- What is being asked -
Report the count of lines below that include "sleeve", without any other text.

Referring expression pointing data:
━━━━━━━━
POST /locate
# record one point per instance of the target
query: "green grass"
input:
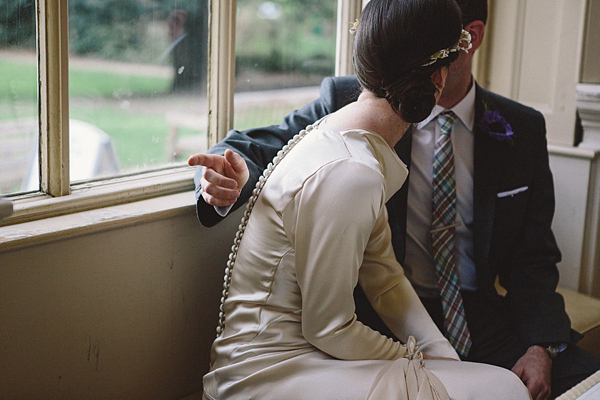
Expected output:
(85, 83)
(139, 138)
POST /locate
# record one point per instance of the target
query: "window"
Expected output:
(283, 51)
(18, 92)
(117, 94)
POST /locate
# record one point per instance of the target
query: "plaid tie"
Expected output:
(442, 236)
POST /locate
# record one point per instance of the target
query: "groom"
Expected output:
(505, 200)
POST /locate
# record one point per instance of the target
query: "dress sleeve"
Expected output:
(330, 223)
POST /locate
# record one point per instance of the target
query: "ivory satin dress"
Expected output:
(318, 228)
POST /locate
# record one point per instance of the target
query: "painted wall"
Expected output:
(125, 313)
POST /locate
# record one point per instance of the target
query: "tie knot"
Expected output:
(446, 119)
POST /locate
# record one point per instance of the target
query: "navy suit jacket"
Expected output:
(512, 235)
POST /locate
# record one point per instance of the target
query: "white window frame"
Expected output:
(57, 196)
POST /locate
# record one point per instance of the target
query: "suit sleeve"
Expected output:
(531, 275)
(259, 146)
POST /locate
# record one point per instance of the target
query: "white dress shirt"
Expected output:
(418, 263)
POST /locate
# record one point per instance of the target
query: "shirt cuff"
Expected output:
(223, 211)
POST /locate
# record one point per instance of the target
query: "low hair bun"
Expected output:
(416, 98)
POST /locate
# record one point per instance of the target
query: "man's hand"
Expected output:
(223, 177)
(534, 369)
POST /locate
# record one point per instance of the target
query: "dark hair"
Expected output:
(473, 10)
(394, 39)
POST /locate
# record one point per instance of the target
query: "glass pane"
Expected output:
(18, 94)
(137, 85)
(284, 49)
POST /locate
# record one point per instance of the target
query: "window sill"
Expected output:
(105, 193)
(46, 230)
(98, 206)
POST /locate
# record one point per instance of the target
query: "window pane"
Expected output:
(137, 85)
(18, 94)
(283, 50)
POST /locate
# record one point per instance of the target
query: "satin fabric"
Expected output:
(318, 228)
(290, 312)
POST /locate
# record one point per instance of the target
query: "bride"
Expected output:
(317, 226)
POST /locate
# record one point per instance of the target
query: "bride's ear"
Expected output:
(439, 80)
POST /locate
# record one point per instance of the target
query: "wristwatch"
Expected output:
(554, 349)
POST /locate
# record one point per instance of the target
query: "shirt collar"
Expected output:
(464, 110)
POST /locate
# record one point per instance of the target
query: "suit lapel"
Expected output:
(398, 203)
(487, 163)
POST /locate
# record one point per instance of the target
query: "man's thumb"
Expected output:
(236, 161)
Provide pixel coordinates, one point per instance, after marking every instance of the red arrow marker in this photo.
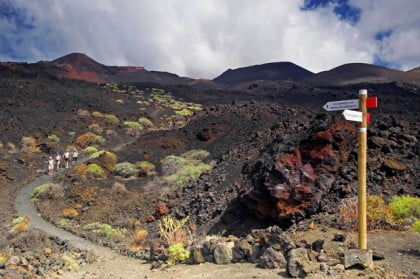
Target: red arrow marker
(371, 102)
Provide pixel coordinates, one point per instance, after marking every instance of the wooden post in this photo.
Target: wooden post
(361, 189)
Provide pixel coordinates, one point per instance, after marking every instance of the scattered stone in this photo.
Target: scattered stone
(278, 240)
(70, 263)
(198, 255)
(377, 141)
(223, 253)
(339, 267)
(256, 253)
(298, 265)
(317, 245)
(339, 237)
(356, 257)
(377, 256)
(150, 218)
(272, 259)
(322, 257)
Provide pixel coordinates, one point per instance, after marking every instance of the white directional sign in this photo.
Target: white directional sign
(341, 105)
(353, 115)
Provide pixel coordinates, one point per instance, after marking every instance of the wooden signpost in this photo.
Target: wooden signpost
(364, 118)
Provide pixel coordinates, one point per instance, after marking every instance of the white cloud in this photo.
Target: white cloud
(204, 38)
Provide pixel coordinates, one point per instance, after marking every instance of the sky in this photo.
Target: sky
(201, 39)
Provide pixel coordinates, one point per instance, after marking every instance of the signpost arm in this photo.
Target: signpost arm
(361, 189)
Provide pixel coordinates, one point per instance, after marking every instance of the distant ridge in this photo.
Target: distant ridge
(268, 71)
(354, 73)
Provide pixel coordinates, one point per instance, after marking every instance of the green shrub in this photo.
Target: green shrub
(96, 154)
(97, 114)
(54, 138)
(179, 170)
(95, 170)
(145, 167)
(63, 222)
(106, 230)
(187, 174)
(145, 103)
(89, 138)
(416, 226)
(184, 112)
(91, 149)
(196, 154)
(125, 169)
(405, 207)
(177, 254)
(112, 118)
(133, 124)
(145, 122)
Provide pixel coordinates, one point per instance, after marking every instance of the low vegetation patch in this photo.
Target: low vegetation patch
(400, 211)
(106, 230)
(133, 125)
(91, 149)
(184, 112)
(29, 145)
(179, 170)
(173, 230)
(89, 138)
(21, 224)
(177, 254)
(54, 138)
(125, 169)
(112, 118)
(145, 168)
(95, 170)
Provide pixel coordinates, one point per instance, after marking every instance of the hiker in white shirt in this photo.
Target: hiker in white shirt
(74, 155)
(66, 157)
(50, 163)
(57, 161)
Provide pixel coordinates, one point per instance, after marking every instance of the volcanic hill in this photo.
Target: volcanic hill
(268, 71)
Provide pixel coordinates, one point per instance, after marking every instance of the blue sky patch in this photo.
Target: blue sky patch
(342, 9)
(383, 34)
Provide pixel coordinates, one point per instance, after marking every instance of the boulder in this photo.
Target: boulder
(223, 253)
(393, 164)
(289, 183)
(198, 255)
(317, 245)
(299, 265)
(272, 259)
(277, 239)
(359, 258)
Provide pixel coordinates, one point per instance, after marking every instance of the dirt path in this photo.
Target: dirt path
(112, 265)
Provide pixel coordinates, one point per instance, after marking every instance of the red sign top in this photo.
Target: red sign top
(371, 102)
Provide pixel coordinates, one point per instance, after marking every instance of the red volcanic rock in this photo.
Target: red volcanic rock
(293, 186)
(162, 208)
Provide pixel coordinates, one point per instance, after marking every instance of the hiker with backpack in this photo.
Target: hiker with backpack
(57, 161)
(74, 155)
(50, 165)
(66, 157)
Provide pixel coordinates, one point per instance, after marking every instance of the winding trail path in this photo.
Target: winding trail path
(112, 265)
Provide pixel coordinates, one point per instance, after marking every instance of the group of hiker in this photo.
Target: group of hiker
(56, 161)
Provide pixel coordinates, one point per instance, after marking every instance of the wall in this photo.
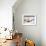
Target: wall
(6, 13)
(43, 22)
(29, 32)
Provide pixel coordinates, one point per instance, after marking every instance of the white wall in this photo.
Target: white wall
(6, 13)
(29, 7)
(43, 22)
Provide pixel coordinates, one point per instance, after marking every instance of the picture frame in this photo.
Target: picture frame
(28, 20)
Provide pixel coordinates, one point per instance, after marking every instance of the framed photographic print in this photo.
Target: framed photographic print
(29, 20)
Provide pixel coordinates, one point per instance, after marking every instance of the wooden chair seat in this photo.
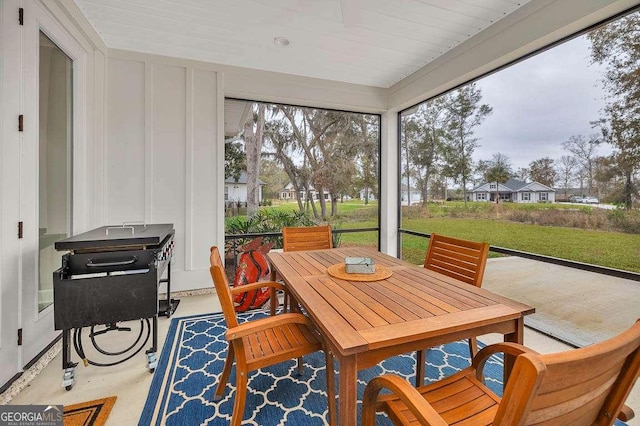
━━━━━━━━
- Task answer -
2